◆ **Directions**: Copy the listing out in full. Keep every word as it is.
*** Records for this task ***
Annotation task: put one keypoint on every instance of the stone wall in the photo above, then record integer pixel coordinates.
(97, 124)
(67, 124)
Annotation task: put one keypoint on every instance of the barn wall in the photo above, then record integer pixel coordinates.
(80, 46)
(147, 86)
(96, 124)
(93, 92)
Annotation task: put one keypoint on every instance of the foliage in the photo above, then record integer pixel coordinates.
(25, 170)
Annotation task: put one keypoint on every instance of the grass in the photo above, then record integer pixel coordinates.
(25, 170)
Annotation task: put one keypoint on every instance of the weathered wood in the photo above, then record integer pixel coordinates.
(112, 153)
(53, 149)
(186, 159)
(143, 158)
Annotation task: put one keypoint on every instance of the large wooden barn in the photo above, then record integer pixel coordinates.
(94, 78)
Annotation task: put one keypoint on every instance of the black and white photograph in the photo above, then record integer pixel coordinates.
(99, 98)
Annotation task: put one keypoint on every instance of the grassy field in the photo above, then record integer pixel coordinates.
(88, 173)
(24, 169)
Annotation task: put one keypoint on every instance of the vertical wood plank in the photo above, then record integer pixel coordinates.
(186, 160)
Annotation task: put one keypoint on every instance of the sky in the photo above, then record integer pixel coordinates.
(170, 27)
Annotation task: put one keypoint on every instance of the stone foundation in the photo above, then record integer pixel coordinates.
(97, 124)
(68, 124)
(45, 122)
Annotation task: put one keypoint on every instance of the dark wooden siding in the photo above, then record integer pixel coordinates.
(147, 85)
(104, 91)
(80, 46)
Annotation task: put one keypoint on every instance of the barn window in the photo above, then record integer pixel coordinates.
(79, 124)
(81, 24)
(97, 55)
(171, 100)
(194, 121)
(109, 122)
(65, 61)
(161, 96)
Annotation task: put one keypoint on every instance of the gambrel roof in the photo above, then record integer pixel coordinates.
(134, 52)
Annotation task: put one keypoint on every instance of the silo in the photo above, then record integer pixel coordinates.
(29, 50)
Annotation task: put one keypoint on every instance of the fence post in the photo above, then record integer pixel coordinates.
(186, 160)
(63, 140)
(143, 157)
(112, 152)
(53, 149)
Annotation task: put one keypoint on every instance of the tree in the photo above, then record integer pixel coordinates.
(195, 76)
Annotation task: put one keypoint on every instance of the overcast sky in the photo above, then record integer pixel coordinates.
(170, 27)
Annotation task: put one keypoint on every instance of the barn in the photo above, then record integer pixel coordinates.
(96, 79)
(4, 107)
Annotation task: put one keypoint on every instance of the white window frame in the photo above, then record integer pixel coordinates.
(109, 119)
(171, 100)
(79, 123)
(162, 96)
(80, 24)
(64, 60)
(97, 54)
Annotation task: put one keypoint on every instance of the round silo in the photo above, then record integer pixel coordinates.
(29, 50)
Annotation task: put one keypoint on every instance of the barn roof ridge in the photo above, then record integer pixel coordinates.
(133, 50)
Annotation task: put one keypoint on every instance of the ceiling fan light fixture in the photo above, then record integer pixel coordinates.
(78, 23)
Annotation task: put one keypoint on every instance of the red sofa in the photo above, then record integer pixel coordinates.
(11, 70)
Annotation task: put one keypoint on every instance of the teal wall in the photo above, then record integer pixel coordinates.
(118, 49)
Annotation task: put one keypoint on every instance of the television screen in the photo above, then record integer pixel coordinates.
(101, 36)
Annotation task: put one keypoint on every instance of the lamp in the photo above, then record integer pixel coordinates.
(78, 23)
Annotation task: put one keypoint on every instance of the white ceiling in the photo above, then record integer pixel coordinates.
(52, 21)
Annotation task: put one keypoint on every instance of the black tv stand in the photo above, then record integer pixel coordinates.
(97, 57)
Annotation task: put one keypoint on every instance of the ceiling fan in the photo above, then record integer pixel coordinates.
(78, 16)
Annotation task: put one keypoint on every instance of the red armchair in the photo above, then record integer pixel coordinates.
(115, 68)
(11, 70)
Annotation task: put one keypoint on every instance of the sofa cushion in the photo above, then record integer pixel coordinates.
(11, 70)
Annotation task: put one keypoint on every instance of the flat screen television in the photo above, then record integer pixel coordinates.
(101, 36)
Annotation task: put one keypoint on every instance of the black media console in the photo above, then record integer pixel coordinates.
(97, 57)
***
◆ **Reply**:
Annotation task: put one keypoint on every instance of the stone wall in the photo above, then record integer pixel coordinates.
(97, 124)
(67, 124)
Annotation task: put one keypoint on every instance of the barn wall in the photo above, then record integer pixel coordinates.
(80, 46)
(147, 86)
(96, 124)
(93, 92)
Annotation task: put one keypoint on every instance of the foliage in the photo above, then record integer pixel coordinates.
(25, 170)
Annotation task: put one keypoint on every instance of the grass in the photo above, then record integer pixel coordinates.
(25, 170)
Annotation task: put one keypoint on every instance of the weathered wood in the photo above, then record integer pixel coordinates.
(112, 153)
(53, 149)
(186, 159)
(143, 158)
Annotation task: put one keypoint on every instance of the large wooden barn in the photo above, then record integer pixel coordinates.
(94, 78)
Annotation task: put one keypoint on every instance of the black and white photograph in the photo above, then record integer pixel coordinates.
(99, 98)
Annotation task: put one keypoint on every instance of the grassy field in the photo above, then record integer pixel coordinates.
(88, 173)
(24, 169)
Annotation task: put one keypoint on every instance of the vertical wood plank in the photo above, then record integer pixel coordinates.
(186, 160)
Annotation task: put one keypoint on every instance of the sky in the photo above, then record integer pixel coordinates.
(170, 27)
Annotation task: put one keypoint on every instance of the stone foundation in the photo above, then record integer pixel coordinates.
(97, 124)
(68, 124)
(45, 122)
Annotation task: put one keypoint on every instance of the dark wooden siding in the photo above, then record integer pixel coordinates.
(147, 85)
(104, 91)
(80, 46)
Annotation task: put one keypoint on every instance of the barn window in the photo above, then record integer pixel coordinates.
(79, 124)
(81, 24)
(97, 55)
(171, 100)
(194, 121)
(109, 122)
(65, 61)
(161, 96)
Annotation task: put one keypoint on every instance of the gambrel roof in the photo above, then record integer pixel coordinates.
(134, 52)
Annotation task: put one keypoint on every instance of the silo in the photo above, then record integer pixel coordinates.
(29, 50)
Annotation task: put one keypoint on every instance of the fence post in the photo above, then record integer pixel coordinates.
(186, 160)
(63, 140)
(143, 157)
(112, 152)
(53, 149)
Annotation task: put one keypoint on every instance of the tree in the photo above, then record integer pixel coordinates.
(195, 76)
Annotation task: put one keypoint on every instance of the overcast sky in the photo above, then record integer pixel coordinates.
(170, 27)
Annotation task: put one keypoint on every instance of the barn in the photo above, then record integer pixel coordinates.
(96, 79)
(4, 107)
Annotation task: put one keypoint on every instance of the white window frame in the photo above, then record integer pixel coordinates.
(109, 119)
(171, 100)
(79, 123)
(162, 96)
(80, 24)
(64, 60)
(97, 54)
Annotation task: put one keypoint on every instance of the round silo in the photo above, then record integer pixel coordinates.
(29, 50)
Annotation task: put one keypoint on every instance of the barn roof ridge in the photo above, then record integer pixel coordinates.
(133, 50)
Annotation task: put one keypoint on every instance of the ceiling fan light fixture in the photo above, then record integer pixel coordinates.
(78, 23)
Annotation task: put one keypoint on every instance of the red sofa in the photo above, then record integer pixel coordinates.
(11, 70)
Annotation task: put one keypoint on every instance of the teal wall in the photo above, then record integer pixel coordinates.
(118, 49)
Annotation task: put one keypoint on every instance of the television screen in the photo above, then record integer pixel coordinates.
(101, 36)
Annotation task: put one keypoint on every instance of the lamp in the photo above, then record integer pixel coordinates.
(78, 23)
Annotation task: put one keypoint on every instance of the white ceiling in the photo above, then record integer pixel coordinates.
(52, 21)
Annotation task: put one keypoint on every instance of the black tv stand in the photo above, then record integer pixel coordinates.
(97, 57)
Annotation task: put one keypoint on every instance of the ceiling fan in the photo above, then record integer pixel coordinates.
(78, 16)
Annotation task: put one keypoint on every instance of the red armchair in the photo above, then record integer pixel coordinates.
(115, 68)
(11, 70)
Annotation task: put one keypoint on every instance of the sofa cushion in the photo above, then record integer pixel coordinates.
(11, 70)
Annotation task: put one keypoint on every instance of the flat screen television in the photo above, then record integer pixel coordinates.
(101, 36)
Annotation task: put one keypoint on every instance of the black media console in the photo above, then record integer pixel coordinates.
(97, 57)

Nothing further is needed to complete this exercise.